### Gestellte Aufgabe
Wandle das Material vom Anfang an bis einschließlich der Zeile mit „Query: city skyline“ in eine JSON-Liste von Zeichenketten um, eine pro Zeile. Leerzeilen fallen dabei weg.

### Vorliegendes Material
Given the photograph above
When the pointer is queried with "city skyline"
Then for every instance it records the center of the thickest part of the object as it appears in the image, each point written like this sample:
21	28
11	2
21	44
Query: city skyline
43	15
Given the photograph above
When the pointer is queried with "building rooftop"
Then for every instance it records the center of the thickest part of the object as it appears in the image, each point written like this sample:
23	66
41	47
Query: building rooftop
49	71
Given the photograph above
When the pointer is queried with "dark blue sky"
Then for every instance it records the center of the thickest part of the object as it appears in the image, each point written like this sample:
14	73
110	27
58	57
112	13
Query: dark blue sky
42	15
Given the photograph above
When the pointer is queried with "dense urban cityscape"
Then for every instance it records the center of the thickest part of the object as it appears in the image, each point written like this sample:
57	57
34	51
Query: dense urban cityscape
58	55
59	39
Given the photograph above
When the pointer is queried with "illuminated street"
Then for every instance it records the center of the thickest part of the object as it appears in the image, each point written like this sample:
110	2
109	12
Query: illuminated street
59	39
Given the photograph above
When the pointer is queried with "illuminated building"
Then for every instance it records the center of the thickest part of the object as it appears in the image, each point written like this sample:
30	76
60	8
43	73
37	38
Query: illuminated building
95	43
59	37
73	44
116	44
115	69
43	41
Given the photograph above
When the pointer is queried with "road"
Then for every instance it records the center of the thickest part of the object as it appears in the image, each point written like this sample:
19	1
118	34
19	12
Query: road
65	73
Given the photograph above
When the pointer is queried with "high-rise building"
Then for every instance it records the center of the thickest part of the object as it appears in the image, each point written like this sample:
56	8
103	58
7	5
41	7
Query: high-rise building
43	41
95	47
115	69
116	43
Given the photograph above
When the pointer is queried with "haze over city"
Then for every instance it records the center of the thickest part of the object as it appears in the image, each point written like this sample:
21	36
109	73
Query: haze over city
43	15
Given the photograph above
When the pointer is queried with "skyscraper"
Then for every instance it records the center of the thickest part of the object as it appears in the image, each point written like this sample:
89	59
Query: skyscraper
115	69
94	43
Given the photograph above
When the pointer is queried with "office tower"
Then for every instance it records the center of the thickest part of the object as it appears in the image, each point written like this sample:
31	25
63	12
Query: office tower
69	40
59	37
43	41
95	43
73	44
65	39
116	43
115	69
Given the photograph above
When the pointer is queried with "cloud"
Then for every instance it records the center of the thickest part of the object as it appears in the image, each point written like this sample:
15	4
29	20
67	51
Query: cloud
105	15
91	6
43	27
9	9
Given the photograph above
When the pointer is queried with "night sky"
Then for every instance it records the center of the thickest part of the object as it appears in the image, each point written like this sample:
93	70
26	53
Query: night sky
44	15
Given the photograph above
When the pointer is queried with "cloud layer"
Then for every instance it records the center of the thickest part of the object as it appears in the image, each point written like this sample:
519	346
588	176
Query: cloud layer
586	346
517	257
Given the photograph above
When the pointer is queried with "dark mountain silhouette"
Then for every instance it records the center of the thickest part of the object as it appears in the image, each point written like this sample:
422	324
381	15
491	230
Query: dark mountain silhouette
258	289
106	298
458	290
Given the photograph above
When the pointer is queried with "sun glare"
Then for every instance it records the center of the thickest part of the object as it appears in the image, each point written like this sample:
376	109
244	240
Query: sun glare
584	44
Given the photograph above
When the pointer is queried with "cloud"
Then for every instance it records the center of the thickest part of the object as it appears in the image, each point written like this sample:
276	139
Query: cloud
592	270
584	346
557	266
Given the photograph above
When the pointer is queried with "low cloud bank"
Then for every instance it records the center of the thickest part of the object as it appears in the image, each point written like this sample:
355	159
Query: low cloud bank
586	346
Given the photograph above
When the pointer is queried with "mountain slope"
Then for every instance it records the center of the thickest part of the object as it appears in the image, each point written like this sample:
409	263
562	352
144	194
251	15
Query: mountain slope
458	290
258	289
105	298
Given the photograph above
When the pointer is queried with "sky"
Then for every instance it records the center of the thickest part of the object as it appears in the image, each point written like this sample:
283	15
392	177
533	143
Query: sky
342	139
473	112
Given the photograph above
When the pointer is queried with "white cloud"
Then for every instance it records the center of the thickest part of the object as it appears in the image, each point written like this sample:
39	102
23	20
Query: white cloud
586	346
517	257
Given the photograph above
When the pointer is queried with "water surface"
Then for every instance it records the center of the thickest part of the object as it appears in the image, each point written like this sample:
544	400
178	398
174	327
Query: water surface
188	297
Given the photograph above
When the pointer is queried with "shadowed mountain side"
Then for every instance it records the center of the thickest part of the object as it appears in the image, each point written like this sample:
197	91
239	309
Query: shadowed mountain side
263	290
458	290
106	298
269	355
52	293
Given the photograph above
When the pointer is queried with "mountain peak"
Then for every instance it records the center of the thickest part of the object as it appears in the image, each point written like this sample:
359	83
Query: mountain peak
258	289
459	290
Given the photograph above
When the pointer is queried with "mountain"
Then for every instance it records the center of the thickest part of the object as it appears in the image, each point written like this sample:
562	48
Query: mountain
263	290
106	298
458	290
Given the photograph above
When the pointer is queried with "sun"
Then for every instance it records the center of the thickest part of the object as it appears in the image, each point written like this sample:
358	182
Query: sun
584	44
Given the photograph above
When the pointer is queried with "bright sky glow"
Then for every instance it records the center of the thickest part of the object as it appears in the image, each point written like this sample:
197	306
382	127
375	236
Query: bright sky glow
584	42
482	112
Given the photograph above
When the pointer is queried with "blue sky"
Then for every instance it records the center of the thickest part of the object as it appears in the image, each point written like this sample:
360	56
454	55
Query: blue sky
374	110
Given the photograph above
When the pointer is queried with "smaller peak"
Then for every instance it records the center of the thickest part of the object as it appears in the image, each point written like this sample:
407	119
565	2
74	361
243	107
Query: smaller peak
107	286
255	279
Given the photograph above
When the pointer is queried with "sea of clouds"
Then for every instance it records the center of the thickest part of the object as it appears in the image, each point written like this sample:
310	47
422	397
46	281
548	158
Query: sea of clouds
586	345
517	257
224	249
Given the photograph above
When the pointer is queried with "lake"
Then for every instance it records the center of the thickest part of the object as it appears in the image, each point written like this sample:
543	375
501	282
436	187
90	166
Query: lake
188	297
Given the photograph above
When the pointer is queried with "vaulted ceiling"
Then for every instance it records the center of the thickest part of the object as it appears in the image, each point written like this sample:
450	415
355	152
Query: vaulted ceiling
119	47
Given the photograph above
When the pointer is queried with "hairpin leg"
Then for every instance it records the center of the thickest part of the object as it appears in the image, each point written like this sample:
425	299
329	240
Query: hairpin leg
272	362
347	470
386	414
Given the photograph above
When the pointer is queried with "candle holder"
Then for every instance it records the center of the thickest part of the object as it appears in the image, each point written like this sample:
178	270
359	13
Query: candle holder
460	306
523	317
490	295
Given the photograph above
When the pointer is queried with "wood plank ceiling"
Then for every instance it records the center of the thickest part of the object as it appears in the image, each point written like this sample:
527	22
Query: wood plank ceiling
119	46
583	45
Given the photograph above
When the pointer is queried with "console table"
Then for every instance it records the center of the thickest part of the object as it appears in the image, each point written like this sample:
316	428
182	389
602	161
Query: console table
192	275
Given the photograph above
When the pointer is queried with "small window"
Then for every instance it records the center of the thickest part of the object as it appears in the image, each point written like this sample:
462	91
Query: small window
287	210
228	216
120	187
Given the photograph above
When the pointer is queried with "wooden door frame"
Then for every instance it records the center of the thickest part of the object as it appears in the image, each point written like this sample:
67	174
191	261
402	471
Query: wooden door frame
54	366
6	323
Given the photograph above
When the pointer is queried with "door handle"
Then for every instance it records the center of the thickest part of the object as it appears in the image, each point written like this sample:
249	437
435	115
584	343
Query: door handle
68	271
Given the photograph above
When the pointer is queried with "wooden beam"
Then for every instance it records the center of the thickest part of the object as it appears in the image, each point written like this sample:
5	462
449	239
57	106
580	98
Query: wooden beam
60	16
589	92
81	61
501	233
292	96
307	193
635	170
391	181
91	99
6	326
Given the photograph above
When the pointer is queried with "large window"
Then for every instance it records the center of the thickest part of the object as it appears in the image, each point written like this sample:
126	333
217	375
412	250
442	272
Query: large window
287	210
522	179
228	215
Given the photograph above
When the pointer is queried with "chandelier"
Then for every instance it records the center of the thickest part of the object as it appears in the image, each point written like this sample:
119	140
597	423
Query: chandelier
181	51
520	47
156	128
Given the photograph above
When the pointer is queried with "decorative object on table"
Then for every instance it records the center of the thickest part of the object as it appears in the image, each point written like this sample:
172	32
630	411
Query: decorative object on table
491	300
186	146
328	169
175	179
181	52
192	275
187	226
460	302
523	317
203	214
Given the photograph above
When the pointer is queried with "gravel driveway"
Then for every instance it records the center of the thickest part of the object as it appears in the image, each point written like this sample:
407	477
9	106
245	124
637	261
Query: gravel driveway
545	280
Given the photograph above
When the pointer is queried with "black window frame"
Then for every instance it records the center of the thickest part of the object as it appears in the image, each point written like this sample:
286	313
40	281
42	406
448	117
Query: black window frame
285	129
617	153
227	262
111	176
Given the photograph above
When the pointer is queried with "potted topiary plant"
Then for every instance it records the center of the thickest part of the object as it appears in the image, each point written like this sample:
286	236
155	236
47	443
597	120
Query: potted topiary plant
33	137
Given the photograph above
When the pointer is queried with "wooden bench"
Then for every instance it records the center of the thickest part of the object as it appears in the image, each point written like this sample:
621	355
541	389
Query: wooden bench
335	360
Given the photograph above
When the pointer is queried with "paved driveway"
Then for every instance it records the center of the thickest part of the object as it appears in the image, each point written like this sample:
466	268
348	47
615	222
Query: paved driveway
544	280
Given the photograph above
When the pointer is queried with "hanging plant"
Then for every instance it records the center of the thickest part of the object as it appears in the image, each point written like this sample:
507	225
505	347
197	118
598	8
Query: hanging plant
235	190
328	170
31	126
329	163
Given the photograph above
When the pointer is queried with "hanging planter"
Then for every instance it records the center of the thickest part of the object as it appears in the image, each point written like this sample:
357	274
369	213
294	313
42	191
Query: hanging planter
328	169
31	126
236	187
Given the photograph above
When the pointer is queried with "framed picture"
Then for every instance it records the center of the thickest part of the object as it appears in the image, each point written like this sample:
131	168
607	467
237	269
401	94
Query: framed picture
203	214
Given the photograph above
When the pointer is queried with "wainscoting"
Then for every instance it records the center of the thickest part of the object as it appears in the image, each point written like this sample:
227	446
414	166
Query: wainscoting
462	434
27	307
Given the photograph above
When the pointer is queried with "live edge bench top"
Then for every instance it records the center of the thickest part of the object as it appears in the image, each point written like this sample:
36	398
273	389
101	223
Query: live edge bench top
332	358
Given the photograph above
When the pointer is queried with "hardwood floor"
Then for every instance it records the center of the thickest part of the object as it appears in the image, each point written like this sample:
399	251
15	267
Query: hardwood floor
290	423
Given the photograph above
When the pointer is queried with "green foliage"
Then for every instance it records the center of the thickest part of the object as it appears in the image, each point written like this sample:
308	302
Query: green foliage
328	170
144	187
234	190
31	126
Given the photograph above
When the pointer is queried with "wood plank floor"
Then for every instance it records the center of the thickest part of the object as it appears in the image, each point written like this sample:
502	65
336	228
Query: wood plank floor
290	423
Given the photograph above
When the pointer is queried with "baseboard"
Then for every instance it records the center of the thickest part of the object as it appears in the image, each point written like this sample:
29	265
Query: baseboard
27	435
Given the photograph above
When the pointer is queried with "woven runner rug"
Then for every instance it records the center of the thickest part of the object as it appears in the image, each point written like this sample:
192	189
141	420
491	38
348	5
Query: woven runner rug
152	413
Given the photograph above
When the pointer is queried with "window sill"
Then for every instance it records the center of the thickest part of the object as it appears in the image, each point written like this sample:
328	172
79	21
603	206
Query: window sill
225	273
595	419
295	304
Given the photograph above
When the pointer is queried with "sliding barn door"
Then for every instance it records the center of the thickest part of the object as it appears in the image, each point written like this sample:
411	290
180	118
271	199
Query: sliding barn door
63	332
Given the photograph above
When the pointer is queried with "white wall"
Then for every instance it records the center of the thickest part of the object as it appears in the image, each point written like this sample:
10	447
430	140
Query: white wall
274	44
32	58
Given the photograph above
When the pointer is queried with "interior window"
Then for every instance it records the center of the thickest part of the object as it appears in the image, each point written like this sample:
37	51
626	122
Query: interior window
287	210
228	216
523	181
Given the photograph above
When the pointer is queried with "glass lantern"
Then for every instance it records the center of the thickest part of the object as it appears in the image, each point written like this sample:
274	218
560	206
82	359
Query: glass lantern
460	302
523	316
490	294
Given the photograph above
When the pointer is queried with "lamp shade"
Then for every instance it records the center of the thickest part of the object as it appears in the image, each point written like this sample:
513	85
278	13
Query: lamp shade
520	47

### Ergebnis der Aufgabe
[
  "Given the photograph above",
  "When the pointer is queried with \"city skyline\"",
  "Then for every instance it records the center of the thickest part of the object as it appears in the image, each point written like this sample:",
  "21\t28",
  "11\t2",
  "21\t44",
  "Query: city skyline"
]